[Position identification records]
***
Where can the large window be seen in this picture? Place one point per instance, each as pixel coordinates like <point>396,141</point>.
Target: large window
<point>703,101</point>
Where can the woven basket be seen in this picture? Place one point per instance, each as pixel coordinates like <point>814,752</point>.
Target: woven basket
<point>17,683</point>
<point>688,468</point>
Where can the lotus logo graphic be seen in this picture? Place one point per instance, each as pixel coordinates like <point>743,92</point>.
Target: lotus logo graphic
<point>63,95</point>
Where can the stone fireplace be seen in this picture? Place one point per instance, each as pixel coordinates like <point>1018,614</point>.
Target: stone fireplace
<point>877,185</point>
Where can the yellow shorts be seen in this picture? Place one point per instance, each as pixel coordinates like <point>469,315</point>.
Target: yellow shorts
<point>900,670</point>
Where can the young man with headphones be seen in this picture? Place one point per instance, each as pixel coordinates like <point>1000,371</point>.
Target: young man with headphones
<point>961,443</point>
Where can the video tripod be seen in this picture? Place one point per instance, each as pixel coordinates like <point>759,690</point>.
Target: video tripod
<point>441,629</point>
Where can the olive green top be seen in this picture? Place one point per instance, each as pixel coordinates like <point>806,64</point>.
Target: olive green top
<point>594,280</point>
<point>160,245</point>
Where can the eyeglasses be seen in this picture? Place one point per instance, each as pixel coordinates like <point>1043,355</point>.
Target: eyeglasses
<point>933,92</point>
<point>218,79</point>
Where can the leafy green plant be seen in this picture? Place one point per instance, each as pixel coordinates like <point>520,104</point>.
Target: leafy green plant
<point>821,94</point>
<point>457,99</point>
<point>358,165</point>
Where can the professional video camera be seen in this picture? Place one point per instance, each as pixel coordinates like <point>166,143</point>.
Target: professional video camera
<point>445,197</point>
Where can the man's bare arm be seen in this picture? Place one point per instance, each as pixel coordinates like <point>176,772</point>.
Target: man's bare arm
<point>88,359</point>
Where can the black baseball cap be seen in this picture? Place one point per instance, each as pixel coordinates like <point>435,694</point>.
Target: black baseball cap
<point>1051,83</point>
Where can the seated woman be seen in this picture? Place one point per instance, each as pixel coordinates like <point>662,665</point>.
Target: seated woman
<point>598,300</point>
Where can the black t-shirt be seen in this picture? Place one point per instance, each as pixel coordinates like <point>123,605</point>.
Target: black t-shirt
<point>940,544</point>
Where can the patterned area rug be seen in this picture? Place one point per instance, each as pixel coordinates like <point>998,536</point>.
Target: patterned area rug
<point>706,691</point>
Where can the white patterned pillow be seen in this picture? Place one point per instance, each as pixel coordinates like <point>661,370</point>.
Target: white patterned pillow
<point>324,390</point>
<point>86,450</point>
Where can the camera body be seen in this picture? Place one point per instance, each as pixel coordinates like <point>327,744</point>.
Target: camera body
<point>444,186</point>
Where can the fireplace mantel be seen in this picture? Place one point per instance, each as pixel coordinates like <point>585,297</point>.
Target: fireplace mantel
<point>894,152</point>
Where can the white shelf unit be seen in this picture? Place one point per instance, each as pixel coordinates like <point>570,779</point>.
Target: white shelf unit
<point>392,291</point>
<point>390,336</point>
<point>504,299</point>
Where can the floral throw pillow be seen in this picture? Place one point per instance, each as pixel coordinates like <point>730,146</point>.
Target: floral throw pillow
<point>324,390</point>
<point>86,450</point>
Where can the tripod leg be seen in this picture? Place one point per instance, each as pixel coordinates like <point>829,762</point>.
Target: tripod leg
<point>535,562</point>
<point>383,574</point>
***
== TASK OBJECTIVE ==
Give the records from the line containing "Where can the yellow" through the line containing "<point>441,629</point>" as a two-column CSV with columns named text and points. Make one row per record, with the text and the answer each in a single quoted field and line breaks turned into spaces.

== COMPLETED EXERCISE ==
text,points
"Where can the yellow shorts be seen in this picture? Place one point per instance, each as pixel coordinates like <point>469,315</point>. Target: yellow shorts","<point>900,670</point>"
"Where can the young man with headphones be seen in this picture? Place one point per instance, each as pixel coordinates like <point>1000,371</point>. Target: young man with headphones","<point>961,443</point>"
"Where can the video tripod be seen in this picture? Place one point per instance, each as pixel coordinates like <point>759,690</point>. Target: video tripod","<point>441,629</point>"